▸ Goal of the exercise
Extend the passage below on collecting and collective memory, beginning right after its last sentence.

▸ Document passage
Discussing collective memory, with commencing with a contemporary piece by Mark Dion, which also refers to the concepts of collection and classification, juxtaposing miscellaneous objects from the past and the present in curiosity cabinets and display bookcases, Colin Renfrew, Professor of Archaeology, noted that “certain particular objects that belonged to primitive societies were charged with the power of evocation. In the same way that these objects can narrate true stories, after they are correlated and exhibited, they gain a central role in the structure of the collective memory of their society. The same holds true for monuments: several archaeologists recently agreed”, continues Renfrew, “that the shape of a landscape is connected to marks of human activity, including monuments, which in one sense are none other than the resting places of collective memory”. 5

According to Susan Stewart, on the other hand (in On Longing, p. 151), in contrast to the desire to gain souvenirs, the reverential collection of memory offers “example rather than sample, metaphor rather than metonymy. The collection does not displace attention to the past; rather, the past is at the service of the collection, for whereas the souvenir lends authenticity to the past, the past lends authenticity to the collection. The collection seeks a form of self-enclosure, which is possible because of its ahistoricism. The collection replaces history with classification, with order beyond the realm of temporality. In the collection, time is not something to be restored to an origin; rather, all time is made simultaneous or synchronous within the collection’s world”.

▸ Provided data
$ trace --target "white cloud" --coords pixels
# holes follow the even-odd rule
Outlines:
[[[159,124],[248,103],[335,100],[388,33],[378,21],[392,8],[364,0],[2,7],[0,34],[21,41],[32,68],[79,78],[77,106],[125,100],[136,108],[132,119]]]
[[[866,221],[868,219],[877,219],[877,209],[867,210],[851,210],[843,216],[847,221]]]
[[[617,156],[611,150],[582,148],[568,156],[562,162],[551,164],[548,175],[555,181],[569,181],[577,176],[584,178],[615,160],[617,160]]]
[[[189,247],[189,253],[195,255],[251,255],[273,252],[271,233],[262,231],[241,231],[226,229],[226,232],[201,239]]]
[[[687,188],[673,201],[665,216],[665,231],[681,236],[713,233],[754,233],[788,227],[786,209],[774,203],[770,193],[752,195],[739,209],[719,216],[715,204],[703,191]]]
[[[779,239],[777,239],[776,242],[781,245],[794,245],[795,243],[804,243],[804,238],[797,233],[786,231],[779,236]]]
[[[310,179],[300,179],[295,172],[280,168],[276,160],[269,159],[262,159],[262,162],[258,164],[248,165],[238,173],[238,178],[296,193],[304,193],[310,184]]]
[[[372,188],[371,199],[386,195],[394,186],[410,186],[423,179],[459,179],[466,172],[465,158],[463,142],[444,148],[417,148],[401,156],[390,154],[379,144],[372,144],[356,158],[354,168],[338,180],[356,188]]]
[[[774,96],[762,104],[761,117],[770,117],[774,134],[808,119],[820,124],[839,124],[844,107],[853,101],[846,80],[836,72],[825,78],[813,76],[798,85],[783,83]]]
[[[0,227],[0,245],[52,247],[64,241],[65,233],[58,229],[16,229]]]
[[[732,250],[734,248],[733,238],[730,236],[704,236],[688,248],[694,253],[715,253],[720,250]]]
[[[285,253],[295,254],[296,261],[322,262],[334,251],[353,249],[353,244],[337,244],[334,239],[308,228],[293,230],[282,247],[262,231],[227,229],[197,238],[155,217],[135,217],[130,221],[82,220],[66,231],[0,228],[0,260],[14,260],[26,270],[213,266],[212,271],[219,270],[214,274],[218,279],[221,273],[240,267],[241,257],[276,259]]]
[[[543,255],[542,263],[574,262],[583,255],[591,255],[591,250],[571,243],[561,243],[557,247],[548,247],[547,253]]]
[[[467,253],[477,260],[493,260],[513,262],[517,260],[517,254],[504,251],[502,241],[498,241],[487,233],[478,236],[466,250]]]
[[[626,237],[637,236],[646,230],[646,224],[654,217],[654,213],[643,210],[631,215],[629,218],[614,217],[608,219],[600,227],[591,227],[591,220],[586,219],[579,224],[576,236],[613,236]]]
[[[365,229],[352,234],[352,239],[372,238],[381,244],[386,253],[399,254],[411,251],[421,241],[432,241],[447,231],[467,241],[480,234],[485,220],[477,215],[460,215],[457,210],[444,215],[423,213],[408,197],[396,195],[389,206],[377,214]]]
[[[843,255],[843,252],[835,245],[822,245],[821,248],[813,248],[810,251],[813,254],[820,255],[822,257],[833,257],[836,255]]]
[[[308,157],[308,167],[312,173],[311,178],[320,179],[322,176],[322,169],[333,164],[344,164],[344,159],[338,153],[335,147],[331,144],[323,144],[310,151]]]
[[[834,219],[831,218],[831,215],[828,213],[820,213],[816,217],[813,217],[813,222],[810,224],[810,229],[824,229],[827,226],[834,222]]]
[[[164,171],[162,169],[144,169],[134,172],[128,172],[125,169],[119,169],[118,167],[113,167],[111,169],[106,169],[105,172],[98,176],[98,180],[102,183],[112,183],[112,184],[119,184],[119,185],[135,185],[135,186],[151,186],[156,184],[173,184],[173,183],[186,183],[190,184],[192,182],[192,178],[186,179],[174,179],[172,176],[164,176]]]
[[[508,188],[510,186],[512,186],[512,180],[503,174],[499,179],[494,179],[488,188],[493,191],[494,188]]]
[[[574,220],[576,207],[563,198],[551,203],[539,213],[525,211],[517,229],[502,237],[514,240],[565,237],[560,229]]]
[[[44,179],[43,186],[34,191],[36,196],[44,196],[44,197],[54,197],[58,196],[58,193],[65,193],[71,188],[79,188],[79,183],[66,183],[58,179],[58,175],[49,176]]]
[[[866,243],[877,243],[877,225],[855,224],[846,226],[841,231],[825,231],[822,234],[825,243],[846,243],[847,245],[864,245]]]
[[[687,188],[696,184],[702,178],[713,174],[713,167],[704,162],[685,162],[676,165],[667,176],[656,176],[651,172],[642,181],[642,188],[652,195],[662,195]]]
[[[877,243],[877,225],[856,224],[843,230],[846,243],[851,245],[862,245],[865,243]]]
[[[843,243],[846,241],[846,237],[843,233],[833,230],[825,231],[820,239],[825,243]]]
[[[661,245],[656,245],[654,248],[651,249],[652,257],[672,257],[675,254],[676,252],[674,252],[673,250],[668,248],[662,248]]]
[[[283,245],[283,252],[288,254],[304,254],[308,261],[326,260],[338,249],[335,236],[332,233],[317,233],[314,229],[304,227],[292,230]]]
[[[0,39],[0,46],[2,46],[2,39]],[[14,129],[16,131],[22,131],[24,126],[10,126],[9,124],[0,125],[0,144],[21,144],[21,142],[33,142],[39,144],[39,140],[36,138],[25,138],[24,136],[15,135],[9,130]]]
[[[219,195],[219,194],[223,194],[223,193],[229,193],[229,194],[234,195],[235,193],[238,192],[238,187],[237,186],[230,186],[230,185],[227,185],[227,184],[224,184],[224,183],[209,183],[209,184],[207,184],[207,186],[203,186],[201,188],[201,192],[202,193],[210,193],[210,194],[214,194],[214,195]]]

▸ Result of this task
The works of Angelos Antonopoulos, who still continues, as ever, as he stresses “to function as an incurable researcher and inventor”, formulate small-scale private landscapes based on autobiographical notes on human activity and constitute resting places both for the artist’s remembrances and for the spectator’s gaze. Passages of experience and time, proposed as enclosed three-dimensional self-sufficiencies, transformed into the present tense of an exhaustive testimony in the form of consecutive cabinets of unknown miracles and remembrances, where human, distressed perseverance replaces all things exotic. Antonopoulos’s Wunderkammer is a suspended saga of familiar everyday existence, a white Chamber of Miracles, boxed up in the Court of Miracles of a deconstructed Athens, and constitutes, in my opinion, our most mature insight into the artist’s self and the world that surrounds him.